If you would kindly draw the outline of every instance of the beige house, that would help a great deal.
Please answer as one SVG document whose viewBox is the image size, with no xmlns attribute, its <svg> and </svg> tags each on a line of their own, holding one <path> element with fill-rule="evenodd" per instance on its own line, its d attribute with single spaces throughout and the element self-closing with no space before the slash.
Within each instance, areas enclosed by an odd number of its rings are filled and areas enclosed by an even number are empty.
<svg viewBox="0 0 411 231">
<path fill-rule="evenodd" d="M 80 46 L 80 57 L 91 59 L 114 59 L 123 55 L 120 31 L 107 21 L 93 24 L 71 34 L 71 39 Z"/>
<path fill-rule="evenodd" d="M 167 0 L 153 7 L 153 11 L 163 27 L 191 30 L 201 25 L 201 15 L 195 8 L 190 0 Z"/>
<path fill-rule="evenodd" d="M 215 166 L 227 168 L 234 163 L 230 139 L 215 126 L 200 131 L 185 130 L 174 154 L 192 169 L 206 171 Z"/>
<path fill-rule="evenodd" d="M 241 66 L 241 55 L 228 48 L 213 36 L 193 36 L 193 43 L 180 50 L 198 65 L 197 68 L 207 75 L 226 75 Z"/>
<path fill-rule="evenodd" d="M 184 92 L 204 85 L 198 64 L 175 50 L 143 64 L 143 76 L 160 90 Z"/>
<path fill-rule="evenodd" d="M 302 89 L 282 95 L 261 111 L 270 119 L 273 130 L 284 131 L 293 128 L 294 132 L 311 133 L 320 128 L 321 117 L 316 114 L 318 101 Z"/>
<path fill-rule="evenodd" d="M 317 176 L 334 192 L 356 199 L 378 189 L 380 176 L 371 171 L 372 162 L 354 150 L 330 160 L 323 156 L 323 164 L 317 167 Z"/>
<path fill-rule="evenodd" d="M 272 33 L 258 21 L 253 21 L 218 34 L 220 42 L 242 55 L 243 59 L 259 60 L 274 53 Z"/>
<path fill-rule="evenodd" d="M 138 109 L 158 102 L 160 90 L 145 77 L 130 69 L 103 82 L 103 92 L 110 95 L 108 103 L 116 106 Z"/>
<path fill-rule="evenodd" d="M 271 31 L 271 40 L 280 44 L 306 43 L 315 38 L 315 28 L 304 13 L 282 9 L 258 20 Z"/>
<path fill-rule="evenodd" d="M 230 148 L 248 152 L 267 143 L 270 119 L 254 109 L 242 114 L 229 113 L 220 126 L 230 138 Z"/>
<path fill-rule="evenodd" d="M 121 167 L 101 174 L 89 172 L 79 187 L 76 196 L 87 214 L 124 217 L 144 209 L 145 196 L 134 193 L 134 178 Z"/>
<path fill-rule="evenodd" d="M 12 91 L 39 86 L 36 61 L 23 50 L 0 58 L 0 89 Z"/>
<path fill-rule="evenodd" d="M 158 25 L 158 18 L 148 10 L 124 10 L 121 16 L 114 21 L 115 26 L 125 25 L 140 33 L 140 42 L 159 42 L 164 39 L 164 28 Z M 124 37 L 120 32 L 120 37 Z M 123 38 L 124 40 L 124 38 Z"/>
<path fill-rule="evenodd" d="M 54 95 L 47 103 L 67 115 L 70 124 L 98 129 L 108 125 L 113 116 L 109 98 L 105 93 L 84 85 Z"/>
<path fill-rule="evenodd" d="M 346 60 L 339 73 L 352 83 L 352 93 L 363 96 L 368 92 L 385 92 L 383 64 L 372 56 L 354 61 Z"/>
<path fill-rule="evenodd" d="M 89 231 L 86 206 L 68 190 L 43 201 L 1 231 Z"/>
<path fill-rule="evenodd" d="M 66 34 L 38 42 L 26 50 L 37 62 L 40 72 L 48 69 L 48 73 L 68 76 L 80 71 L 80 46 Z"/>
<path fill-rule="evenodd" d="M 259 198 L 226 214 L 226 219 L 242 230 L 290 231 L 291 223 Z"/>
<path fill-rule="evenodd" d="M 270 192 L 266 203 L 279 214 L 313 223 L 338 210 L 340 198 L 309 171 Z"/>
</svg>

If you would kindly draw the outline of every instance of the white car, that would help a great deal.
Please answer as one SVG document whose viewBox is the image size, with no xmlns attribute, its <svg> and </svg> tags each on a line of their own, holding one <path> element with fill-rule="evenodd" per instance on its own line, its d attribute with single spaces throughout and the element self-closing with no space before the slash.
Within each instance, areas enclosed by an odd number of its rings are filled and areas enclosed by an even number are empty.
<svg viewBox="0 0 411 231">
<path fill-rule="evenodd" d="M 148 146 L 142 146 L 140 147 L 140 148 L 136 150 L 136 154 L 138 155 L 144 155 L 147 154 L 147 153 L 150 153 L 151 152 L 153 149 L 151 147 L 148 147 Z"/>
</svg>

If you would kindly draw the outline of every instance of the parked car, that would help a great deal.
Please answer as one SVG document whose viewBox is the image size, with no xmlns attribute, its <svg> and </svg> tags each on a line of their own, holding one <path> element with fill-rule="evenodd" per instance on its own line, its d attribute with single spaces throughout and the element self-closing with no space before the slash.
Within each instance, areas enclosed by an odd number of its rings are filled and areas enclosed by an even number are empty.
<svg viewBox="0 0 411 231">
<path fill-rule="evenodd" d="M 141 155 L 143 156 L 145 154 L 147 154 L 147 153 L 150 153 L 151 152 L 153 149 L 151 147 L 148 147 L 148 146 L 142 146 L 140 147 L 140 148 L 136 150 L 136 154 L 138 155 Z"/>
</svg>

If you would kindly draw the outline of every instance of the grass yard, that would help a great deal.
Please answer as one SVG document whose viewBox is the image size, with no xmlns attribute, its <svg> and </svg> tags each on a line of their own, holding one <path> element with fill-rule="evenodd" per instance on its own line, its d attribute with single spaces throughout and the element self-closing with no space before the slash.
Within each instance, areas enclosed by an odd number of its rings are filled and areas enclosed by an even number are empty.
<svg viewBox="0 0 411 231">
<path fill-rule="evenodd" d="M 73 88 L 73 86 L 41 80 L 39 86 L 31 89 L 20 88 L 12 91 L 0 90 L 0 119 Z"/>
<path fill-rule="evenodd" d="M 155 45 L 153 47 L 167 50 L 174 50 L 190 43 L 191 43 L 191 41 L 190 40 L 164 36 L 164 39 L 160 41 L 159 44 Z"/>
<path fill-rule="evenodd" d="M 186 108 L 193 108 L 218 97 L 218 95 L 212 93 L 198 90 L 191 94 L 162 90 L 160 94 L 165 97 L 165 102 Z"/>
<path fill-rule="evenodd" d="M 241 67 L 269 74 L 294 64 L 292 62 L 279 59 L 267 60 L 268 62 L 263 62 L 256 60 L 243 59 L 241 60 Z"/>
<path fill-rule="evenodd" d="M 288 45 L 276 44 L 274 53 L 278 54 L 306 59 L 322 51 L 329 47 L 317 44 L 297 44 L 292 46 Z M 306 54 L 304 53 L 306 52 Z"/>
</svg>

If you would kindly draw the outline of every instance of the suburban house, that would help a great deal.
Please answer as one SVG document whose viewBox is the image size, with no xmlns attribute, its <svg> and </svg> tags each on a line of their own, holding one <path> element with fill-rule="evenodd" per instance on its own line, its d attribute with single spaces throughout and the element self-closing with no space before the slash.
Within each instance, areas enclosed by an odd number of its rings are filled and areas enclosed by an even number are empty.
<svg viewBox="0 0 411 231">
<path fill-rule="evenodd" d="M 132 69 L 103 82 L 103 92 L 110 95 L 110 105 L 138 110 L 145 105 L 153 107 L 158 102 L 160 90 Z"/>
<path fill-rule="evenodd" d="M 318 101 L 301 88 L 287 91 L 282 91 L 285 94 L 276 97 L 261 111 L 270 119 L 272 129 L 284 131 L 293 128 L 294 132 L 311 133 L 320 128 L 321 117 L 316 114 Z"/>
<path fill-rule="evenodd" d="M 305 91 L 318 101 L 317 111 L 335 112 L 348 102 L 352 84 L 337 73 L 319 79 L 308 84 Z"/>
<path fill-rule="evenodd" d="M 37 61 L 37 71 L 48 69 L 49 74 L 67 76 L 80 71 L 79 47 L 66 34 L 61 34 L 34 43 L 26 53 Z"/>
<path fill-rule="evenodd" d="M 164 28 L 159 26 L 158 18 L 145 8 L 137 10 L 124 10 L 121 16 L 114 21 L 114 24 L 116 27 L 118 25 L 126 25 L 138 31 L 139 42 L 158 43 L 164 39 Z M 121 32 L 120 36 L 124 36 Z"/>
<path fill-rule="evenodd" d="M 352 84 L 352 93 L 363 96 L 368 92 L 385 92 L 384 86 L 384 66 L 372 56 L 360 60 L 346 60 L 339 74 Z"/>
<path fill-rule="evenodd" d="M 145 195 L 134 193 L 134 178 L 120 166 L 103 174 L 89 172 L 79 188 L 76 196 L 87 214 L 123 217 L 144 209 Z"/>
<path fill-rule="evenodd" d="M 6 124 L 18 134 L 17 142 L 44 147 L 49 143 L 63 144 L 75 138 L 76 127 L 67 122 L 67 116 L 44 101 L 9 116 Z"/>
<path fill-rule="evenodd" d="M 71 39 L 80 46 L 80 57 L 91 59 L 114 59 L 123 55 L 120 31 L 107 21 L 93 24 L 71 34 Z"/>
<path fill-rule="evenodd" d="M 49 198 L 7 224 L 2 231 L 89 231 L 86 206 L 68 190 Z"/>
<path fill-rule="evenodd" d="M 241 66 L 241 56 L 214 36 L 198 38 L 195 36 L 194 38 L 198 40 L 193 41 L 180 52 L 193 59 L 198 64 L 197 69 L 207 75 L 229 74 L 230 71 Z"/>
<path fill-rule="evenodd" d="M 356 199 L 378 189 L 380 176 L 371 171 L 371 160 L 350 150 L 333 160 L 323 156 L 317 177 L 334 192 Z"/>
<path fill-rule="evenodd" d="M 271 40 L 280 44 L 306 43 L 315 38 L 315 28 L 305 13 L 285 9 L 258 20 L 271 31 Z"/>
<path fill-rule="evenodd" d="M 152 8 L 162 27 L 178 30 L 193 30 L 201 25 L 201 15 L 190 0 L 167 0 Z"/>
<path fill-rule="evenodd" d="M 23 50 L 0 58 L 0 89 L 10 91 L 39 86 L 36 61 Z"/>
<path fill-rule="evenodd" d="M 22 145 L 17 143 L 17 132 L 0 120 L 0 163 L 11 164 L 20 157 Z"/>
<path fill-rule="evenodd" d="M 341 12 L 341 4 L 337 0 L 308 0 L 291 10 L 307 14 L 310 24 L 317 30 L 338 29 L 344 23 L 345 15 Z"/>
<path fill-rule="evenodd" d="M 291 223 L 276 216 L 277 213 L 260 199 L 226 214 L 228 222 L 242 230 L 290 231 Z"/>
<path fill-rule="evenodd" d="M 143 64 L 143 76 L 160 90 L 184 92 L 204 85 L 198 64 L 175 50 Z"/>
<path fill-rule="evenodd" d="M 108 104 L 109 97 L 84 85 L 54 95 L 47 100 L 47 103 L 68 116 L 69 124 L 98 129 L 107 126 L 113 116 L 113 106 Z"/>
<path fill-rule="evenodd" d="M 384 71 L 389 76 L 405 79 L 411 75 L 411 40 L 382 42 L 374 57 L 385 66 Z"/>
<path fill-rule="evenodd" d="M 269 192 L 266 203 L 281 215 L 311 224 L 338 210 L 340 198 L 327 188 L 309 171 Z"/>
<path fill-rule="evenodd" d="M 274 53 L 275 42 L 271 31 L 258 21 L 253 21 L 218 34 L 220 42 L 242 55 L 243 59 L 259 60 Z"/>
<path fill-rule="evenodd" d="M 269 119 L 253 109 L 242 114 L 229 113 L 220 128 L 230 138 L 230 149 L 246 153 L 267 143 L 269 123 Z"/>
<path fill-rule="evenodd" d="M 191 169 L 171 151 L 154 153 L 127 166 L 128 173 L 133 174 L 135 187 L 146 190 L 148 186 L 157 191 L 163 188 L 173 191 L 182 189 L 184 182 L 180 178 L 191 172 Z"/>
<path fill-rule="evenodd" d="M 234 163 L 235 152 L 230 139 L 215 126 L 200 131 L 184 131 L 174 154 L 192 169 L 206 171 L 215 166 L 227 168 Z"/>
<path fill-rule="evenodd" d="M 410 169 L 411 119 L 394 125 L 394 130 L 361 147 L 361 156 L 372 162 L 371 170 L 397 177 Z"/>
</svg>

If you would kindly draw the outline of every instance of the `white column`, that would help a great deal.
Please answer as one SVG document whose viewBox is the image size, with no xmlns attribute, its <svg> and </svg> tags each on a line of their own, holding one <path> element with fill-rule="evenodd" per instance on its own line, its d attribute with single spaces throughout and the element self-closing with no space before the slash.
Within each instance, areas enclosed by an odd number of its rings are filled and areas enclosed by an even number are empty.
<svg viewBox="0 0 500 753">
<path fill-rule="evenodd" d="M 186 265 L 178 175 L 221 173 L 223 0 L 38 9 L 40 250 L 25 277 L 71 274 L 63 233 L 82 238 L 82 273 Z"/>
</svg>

- - - -

# CHALLENGE
Return the lines of the records verbatim, starting at the first line of the records and ending at the line that contains "272 33 L 258", with both ends included.

# TASK ANSWER
If you would kindly draw the outline of every instance of the beige house, that would help a great deal.
Please answer as one SVG document whose viewBox is the image size, with no xmlns attribute, its <svg> and </svg> tags each on a line of their own, holding one <path> element with fill-rule="evenodd" per instance on its own line, its d attribute with single spaces throughout and the element self-closing with no space before the slash.
Within each instance, areas enclosed by an odd number of its rings are filled and areas enclosed by an even number are empty.
<svg viewBox="0 0 411 231">
<path fill-rule="evenodd" d="M 80 46 L 80 57 L 91 59 L 114 59 L 123 55 L 120 31 L 107 21 L 93 24 L 71 34 L 71 39 Z"/>
<path fill-rule="evenodd" d="M 167 0 L 153 7 L 153 11 L 163 27 L 191 30 L 201 25 L 201 15 L 195 8 L 190 0 Z"/>
<path fill-rule="evenodd" d="M 215 166 L 227 168 L 234 163 L 230 139 L 215 126 L 200 131 L 185 130 L 174 154 L 192 169 L 206 171 Z"/>
<path fill-rule="evenodd" d="M 241 66 L 241 55 L 228 48 L 213 36 L 193 36 L 193 43 L 180 50 L 198 65 L 197 68 L 207 75 L 226 75 Z"/>
<path fill-rule="evenodd" d="M 184 92 L 204 85 L 198 64 L 175 50 L 143 64 L 143 76 L 160 90 Z"/>
<path fill-rule="evenodd" d="M 302 89 L 282 95 L 261 111 L 270 119 L 273 130 L 284 131 L 293 128 L 294 132 L 311 133 L 320 128 L 321 117 L 316 114 L 318 101 Z"/>
<path fill-rule="evenodd" d="M 317 176 L 334 192 L 356 199 L 378 189 L 380 176 L 371 171 L 372 162 L 354 150 L 330 160 L 323 156 L 323 164 L 317 167 Z"/>
<path fill-rule="evenodd" d="M 272 33 L 258 21 L 253 21 L 218 34 L 220 42 L 242 55 L 243 59 L 259 60 L 274 53 Z"/>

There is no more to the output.